▸ **ACTIVITY**: Wherever the word "Quickstart" occurs in the lines below, copy the whole line.
- - -
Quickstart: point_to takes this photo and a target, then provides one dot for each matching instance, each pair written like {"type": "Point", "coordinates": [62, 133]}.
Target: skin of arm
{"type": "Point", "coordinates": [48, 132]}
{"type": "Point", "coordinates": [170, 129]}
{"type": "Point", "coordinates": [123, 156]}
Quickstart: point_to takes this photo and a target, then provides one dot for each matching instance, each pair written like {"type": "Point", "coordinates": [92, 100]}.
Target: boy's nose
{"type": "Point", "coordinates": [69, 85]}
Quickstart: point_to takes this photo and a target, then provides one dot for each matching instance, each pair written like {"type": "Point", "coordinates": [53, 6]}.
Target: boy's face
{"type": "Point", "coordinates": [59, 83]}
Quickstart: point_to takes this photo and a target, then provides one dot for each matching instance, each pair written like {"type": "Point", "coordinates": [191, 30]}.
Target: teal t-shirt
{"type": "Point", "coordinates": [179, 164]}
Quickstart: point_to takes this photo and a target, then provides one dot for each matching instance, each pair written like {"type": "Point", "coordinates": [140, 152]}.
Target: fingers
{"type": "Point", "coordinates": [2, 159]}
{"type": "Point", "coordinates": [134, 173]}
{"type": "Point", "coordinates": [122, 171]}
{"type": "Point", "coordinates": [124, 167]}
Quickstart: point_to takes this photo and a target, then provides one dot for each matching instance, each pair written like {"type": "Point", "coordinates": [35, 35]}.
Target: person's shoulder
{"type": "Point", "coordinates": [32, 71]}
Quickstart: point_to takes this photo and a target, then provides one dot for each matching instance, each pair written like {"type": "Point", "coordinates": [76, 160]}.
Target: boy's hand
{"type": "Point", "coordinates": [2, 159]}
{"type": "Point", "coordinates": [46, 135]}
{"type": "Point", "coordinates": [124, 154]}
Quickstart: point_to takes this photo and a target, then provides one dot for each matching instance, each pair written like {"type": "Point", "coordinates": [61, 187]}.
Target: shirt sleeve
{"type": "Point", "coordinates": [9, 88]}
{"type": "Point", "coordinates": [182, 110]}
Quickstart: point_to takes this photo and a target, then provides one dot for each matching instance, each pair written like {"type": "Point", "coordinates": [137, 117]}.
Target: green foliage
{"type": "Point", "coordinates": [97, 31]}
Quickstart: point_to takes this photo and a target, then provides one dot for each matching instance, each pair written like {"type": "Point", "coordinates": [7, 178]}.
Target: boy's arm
- - -
▸ **SOLVED PROBLEM**:
Quickstart: point_to takes this photo and a target, then provides one dot for each matching instance, each pair written like {"type": "Point", "coordinates": [62, 133]}.
Quickstart: point_to takes this photo and a target, then provides one dot for each matching instance, each pair written like {"type": "Point", "coordinates": [92, 100]}.
Quickstart: point_to takes this photo and a target, then provides one dot for each matching instance, each pair written like {"type": "Point", "coordinates": [53, 6]}.
Quickstart: point_to takes this photo and a target, then provides one dot for each matching instance, each pair written like {"type": "Point", "coordinates": [191, 30]}.
Quickstart: point_to takes this photo and a target, then provides one dot for each matching instance, each pair written like {"type": "Point", "coordinates": [140, 152]}.
Quickstart: point_to takes this photo and a target, then provides one dot for each matching instance, each pair written like {"type": "Point", "coordinates": [35, 35]}.
Quickstart: point_to takes this photo and a target, then provides one dot for each matching instance, each pair written like {"type": "Point", "coordinates": [76, 160]}.
Quickstart: point_to takes this photo and a target, then provides one dot for each matching instance, each pair written like {"type": "Point", "coordinates": [61, 187]}.
Quickstart: point_to takes this photo and a target, then provides one dot for each matching instance, each pair written like {"type": "Point", "coordinates": [137, 117]}.
Quickstart: point_to takes this photo and a target, then provides one dot for each matching instance, each pair written like {"type": "Point", "coordinates": [7, 178]}.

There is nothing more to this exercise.